_Task to carry out_: Copy out each of the lines below word for word, changing nothing.

_Listed records_:
%%

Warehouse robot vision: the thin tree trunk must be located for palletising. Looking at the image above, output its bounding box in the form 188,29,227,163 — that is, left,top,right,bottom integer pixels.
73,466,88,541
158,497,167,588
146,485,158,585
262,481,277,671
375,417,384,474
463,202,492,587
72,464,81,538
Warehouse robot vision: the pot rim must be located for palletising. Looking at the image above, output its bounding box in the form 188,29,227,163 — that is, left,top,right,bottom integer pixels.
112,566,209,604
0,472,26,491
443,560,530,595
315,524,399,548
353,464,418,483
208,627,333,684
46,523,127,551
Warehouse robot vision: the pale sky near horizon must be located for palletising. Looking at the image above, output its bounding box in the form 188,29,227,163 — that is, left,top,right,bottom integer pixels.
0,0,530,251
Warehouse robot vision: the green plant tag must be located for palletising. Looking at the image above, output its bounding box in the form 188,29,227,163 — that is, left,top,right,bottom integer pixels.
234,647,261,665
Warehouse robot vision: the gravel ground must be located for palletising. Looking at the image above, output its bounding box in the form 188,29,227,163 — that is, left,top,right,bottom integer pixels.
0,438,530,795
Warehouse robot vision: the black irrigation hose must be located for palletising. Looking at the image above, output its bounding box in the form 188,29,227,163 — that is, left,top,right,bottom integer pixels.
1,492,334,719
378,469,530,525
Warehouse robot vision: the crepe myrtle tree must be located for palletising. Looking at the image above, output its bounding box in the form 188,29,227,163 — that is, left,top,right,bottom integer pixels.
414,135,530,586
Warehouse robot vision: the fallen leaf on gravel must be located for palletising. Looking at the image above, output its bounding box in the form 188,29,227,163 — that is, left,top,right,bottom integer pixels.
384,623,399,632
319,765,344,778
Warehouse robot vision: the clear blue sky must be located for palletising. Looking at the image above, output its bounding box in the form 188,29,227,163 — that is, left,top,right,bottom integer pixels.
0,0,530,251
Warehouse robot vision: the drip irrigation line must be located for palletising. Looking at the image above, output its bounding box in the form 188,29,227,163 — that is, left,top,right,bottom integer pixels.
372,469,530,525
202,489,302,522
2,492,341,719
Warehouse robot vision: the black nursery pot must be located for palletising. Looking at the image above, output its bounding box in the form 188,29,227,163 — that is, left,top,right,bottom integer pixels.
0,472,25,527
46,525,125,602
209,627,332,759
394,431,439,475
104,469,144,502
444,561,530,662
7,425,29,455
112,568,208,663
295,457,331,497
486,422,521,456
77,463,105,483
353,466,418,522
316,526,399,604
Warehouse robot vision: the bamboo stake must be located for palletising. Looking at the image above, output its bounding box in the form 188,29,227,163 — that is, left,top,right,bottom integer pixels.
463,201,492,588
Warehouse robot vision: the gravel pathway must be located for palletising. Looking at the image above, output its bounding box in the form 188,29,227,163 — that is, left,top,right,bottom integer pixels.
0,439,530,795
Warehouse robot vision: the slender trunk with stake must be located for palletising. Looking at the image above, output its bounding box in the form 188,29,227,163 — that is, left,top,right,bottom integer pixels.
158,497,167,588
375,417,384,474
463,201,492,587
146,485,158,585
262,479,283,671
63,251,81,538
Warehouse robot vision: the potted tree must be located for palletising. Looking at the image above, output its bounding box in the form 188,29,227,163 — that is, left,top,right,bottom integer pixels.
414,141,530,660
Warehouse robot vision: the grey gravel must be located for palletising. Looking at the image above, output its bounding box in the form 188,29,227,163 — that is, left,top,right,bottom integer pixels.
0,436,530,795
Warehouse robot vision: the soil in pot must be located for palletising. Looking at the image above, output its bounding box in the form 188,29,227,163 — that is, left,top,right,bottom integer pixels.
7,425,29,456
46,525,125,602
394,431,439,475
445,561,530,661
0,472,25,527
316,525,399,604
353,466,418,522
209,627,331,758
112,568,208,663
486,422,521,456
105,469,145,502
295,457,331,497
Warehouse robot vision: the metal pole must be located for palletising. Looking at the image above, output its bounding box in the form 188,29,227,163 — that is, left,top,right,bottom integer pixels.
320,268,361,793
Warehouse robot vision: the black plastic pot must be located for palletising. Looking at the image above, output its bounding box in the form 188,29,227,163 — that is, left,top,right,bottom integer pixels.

%%

_Answer in full_:
Warehouse robot vision: the thin tree trunk must be located for palletising. Looking at the image above, output its bounding box in the form 188,29,227,163 — that is, left,top,right,bottom integer pixels.
73,466,88,541
158,497,167,588
146,485,158,585
262,481,277,671
375,417,384,474
463,202,492,587
72,464,81,538
Warehouse robot vision: the pot rim must be located for palletising. Looking at the image above, output its bounding box in the form 188,29,227,163 — that is, left,top,right,bottom integer pixels.
112,566,209,604
0,472,26,491
443,560,530,595
315,524,399,548
353,464,418,483
208,627,333,684
46,523,127,551
Warehouse robot vision: the pale sky near horizon must be located for palletising. Looking at the image above, output its bounding box in the form 188,29,227,163 — that is, left,top,right,bottom integer pixels.
0,0,530,251
Warehouse robot vision: the green plant tag must be located for palletising. Looking at the image above, output its bounding box in the form 188,29,227,163 — that is, left,top,right,bottom integer pixels.
234,647,261,665
Warehouse robot vision: the gravel ground must be located for palletising. Looking at the image above, output its bounding box in the form 188,29,227,163 — that is, left,top,right,bottom integer pixels.
0,438,530,795
Warehouse robot vision: the black irrigation hose must be located for palletising. Looking at the image above, output its bounding box in the form 188,29,227,163 — that is, left,top,right,bottom integer pixels.
1,492,334,719
378,469,530,525
Warehouse robot vision: the crepe myrtle tree must be located for palletising. Looking at the image above, output its bounding box in the form 188,29,227,163 — that is, left,top,right,bottom integer pixels.
414,135,530,586
Warehouse robot vision: the fallen leaf on gravel must be located for palletising. Looking at the image above, output its bounding box in the form 188,29,227,163 — that is, left,top,right,bottom integer pixels.
384,623,399,632
319,765,344,778
Warehouse robot vision: the clear blue sky must be located for palletising. Looking at the image above, output its bounding box in the form 188,29,227,163 — that is, left,top,right,bottom integer pixels.
0,0,530,251
Warehouse robot vision: the drip irrigation line must be located for palletising. Looking at the image above, output its bounding box in the form 188,29,227,163 — that is, left,top,right,bottom integer pixels.
372,469,530,525
202,489,302,522
2,492,341,719
Warehouse robot vision: the black nursery pot must be located for palletising. Looking at the image above, output its bounding box in the form 188,29,227,163 — that is, left,top,right,bottom integer pixels.
0,472,25,527
46,525,125,602
209,627,332,759
394,431,439,475
104,469,144,502
444,561,530,662
7,425,29,455
112,568,208,663
295,457,331,497
486,422,521,456
77,463,105,483
353,466,418,522
316,526,399,604
Warehouse robot vision: the bamboo stake must be located for palletising. Looking at the image above, output its bounding box in the form 188,29,227,163 — that is, left,top,right,bottom integer pixels.
463,201,492,588
Warehouse robot vision: the gravel pathway must be located for palletising. Looking at the image above, output its bounding box in the form 188,29,227,163 — that is, left,top,right,bottom integer pixels.
0,439,530,795
Warehouse robot vision: the slender trunk with stake must be located for palletising. Looking at the image above, output its bounding box in the form 188,29,227,163 — that is, left,top,right,bottom integer pixels.
158,497,167,588
375,417,384,474
463,201,492,587
146,485,158,585
262,479,283,671
63,251,81,538
Warehouse robot vision: the potted tree must be located for palletising. Looking at the image above, output its bounding box in the form 188,29,227,163 — that is, left,top,right,bottom integer pixels.
414,141,530,660
Warehouse robot vision: the grey gravel must be located for palletising. Looking at the image above, output its bounding box in the form 188,29,227,163 — that is, left,top,right,bottom integer pixels.
0,436,530,795
Warehouse robot vision: the soil in pot must be located for palletising. Looking at the image above, output its bounding box in the form 188,29,227,163 — that is, left,top,right,bottom integer pixels.
7,425,29,456
46,525,125,602
394,431,439,475
445,561,530,661
0,472,25,527
316,525,399,604
353,466,418,522
209,627,331,758
112,568,208,663
486,422,521,456
105,469,145,502
295,457,331,497
Warehouse robot vision: the metal pole must be located for palletising. Looking at the image above, output its bounding box in the form 188,29,227,163 — that is, left,top,right,bottom integer pixels.
320,268,361,793
Warehouse robot vision: the black plastic pot must be located for palletising. Looking at the image above, output its bounding box in the form 188,29,227,163 — that is, left,top,right,bottom integer pixels.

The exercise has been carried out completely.